(THE EXERCISE) Duplicate the following items line for line, omitting the pictures from your answer.

[start of ITEMS]

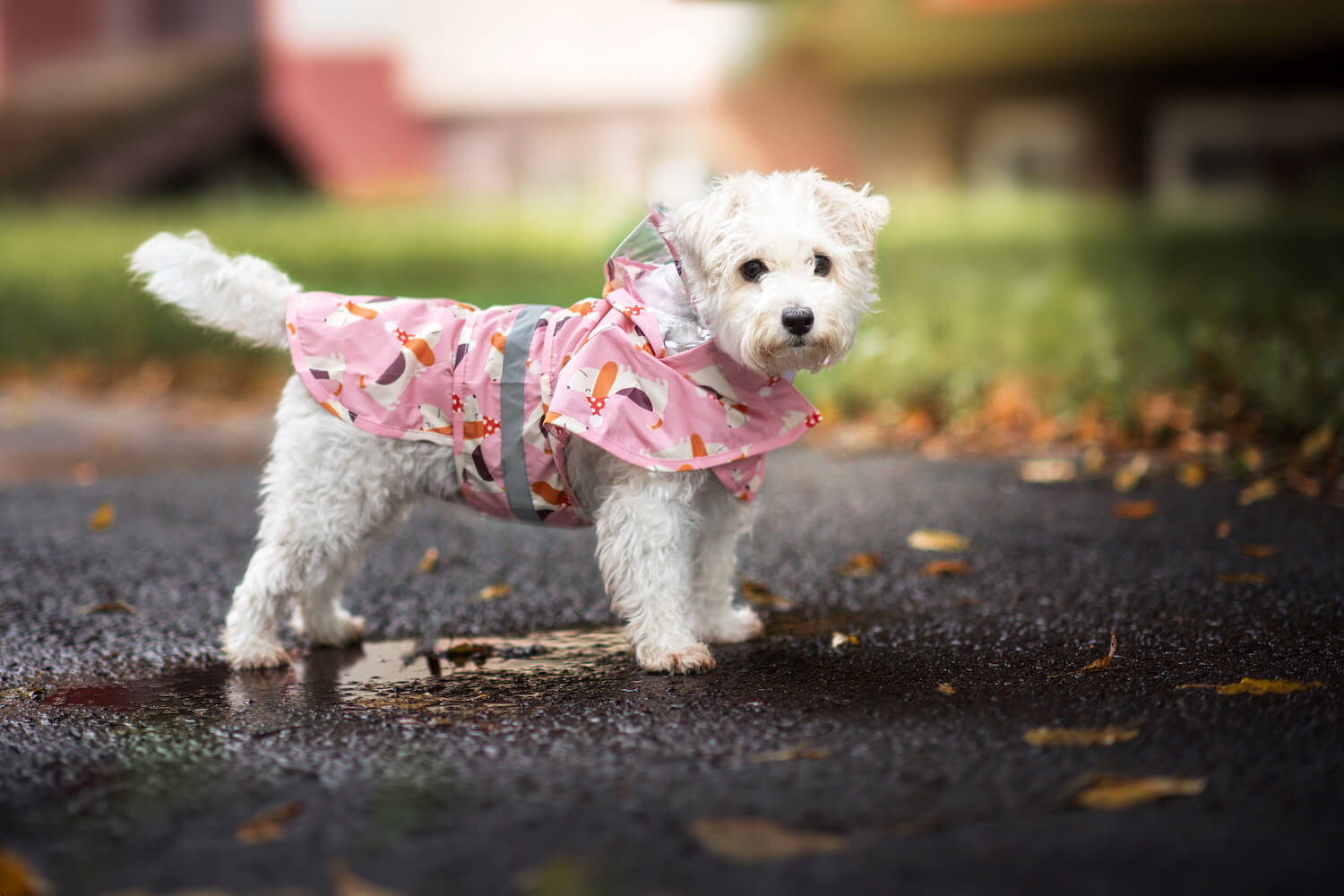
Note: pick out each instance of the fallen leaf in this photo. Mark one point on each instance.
(790, 754)
(1257, 490)
(1136, 509)
(1242, 578)
(347, 883)
(935, 540)
(102, 517)
(946, 567)
(1261, 686)
(1132, 473)
(760, 594)
(749, 841)
(269, 823)
(108, 606)
(496, 591)
(18, 877)
(1115, 791)
(860, 565)
(1080, 737)
(1048, 469)
(1191, 474)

[end of ITEMS]

(FINAL ANSWER)
Note: pick out each instance of the fallen leaf in this photo. Mark one point on each instance.
(790, 754)
(1257, 490)
(1136, 509)
(1242, 578)
(347, 883)
(935, 540)
(102, 517)
(946, 567)
(1261, 686)
(1132, 473)
(760, 594)
(749, 841)
(269, 823)
(108, 606)
(496, 591)
(18, 877)
(1115, 791)
(860, 565)
(1080, 737)
(1048, 469)
(1191, 474)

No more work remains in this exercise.